> **Exercise details**: Give back each entry word for word, but drop the images.

Data shown below:

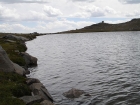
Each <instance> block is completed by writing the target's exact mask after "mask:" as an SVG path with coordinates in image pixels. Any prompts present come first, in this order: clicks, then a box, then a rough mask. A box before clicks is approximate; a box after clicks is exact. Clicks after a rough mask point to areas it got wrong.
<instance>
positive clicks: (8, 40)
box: [0, 35, 54, 105]
mask: <svg viewBox="0 0 140 105" xmlns="http://www.w3.org/2000/svg"><path fill="white" fill-rule="evenodd" d="M29 37H32V36H26V37H23V36H15V35H6V36H3V37H1V38H0V86H1V87H0V90H1V91H0V105H7V104H8V103H9V105H16V104H18V105H25V104H26V105H54V104H53V98H52V97H51V95H50V94H49V92H48V90H47V89H46V88H45V87H44V85H43V84H42V83H41V82H40V81H39V80H38V79H35V78H26V74H27V73H29V71H28V70H27V68H28V67H29V66H33V65H37V58H35V57H33V56H31V55H29V54H27V53H25V51H26V50H27V47H26V45H25V41H28V40H31V39H34V38H35V37H33V38H31V39H29ZM1 46H2V47H1ZM3 48H4V49H3ZM9 58H10V59H9ZM19 65H20V66H19ZM3 96H5V97H3Z"/></svg>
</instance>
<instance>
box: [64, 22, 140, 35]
mask: <svg viewBox="0 0 140 105" xmlns="http://www.w3.org/2000/svg"><path fill="white" fill-rule="evenodd" d="M111 31H140V19H132V20H131V21H128V22H125V23H119V24H109V23H104V22H101V23H98V24H93V25H91V26H87V27H84V28H81V29H76V30H70V31H65V32H62V33H83V32H111Z"/></svg>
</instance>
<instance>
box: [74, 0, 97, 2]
mask: <svg viewBox="0 0 140 105" xmlns="http://www.w3.org/2000/svg"><path fill="white" fill-rule="evenodd" d="M72 1H74V2H94V1H95V0H72Z"/></svg>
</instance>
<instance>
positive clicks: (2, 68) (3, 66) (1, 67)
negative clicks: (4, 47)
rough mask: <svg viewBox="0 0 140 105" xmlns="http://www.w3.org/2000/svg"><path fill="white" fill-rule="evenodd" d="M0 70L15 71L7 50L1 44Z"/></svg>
mask: <svg viewBox="0 0 140 105" xmlns="http://www.w3.org/2000/svg"><path fill="white" fill-rule="evenodd" d="M0 71H3V72H14V66H13V64H12V62H11V60H10V59H9V57H8V55H7V54H6V52H5V50H4V49H3V48H2V47H1V46H0Z"/></svg>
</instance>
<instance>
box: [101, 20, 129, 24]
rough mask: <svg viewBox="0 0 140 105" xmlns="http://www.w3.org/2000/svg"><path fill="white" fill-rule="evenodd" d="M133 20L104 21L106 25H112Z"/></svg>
mask: <svg viewBox="0 0 140 105" xmlns="http://www.w3.org/2000/svg"><path fill="white" fill-rule="evenodd" d="M130 20H131V19H124V20H115V21H110V20H106V21H104V22H105V23H110V24H118V23H124V22H127V21H130Z"/></svg>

End of Data shown.

> **Written response**:
Each <instance> block is completed by writing the target's exact mask after "mask:" as an SVG path with coordinates in image pixels. Any prompts present come first, in this order: clicks, then a box, then a rough mask. A box before clicks is approximate; a box after clicks is exact. Clicks after a rough mask point to areas it got wrong.
<instance>
positive clicks: (8, 40)
box: [0, 35, 54, 105]
mask: <svg viewBox="0 0 140 105" xmlns="http://www.w3.org/2000/svg"><path fill="white" fill-rule="evenodd" d="M29 37H32V36H26V37H23V36H15V35H6V36H3V37H1V38H0V86H1V87H0V90H1V91H0V105H7V104H8V103H9V105H16V104H18V105H25V104H26V105H54V104H53V98H52V97H51V95H50V94H49V92H48V90H47V89H46V88H45V87H44V85H43V84H42V83H41V82H40V81H39V80H38V79H35V78H26V74H27V73H29V71H28V70H27V68H28V67H29V66H33V65H37V58H35V57H33V56H31V55H29V54H27V53H25V51H26V50H27V47H26V45H25V41H28V40H31V39H34V38H35V37H33V38H31V39H29ZM1 46H2V47H1ZM3 48H4V49H3ZM9 58H10V59H9ZM19 65H20V66H19ZM3 96H5V97H3Z"/></svg>
</instance>
<instance>
box: [64, 22, 140, 35]
mask: <svg viewBox="0 0 140 105" xmlns="http://www.w3.org/2000/svg"><path fill="white" fill-rule="evenodd" d="M111 31H140V19H132V20H131V21H128V22H125V23H119V24H109V23H104V22H101V23H98V24H93V25H91V26H87V27H84V28H81V29H76V30H70V31H65V32H62V33H83V32H111Z"/></svg>
</instance>
<instance>
box: [74, 0, 97, 2]
mask: <svg viewBox="0 0 140 105" xmlns="http://www.w3.org/2000/svg"><path fill="white" fill-rule="evenodd" d="M72 1H74V2H94V1H95V0H72Z"/></svg>
</instance>
<instance>
positive clicks: (2, 68) (3, 66) (1, 67)
negative clicks: (4, 47)
rough mask: <svg viewBox="0 0 140 105" xmlns="http://www.w3.org/2000/svg"><path fill="white" fill-rule="evenodd" d="M0 70L15 71L7 50L1 44Z"/></svg>
mask: <svg viewBox="0 0 140 105" xmlns="http://www.w3.org/2000/svg"><path fill="white" fill-rule="evenodd" d="M0 71H3V72H14V66H13V64H12V62H11V60H10V59H9V57H8V55H7V54H6V52H5V50H4V49H3V48H2V47H1V46H0Z"/></svg>
</instance>
<instance>
box: [101, 20, 129, 24]
rough mask: <svg viewBox="0 0 140 105" xmlns="http://www.w3.org/2000/svg"><path fill="white" fill-rule="evenodd" d="M133 20L104 21L106 25H112Z"/></svg>
mask: <svg viewBox="0 0 140 105" xmlns="http://www.w3.org/2000/svg"><path fill="white" fill-rule="evenodd" d="M130 20H131V19H124V20H115V21H110V20H106V21H104V22H105V23H110V24H118V23H124V22H127V21H130Z"/></svg>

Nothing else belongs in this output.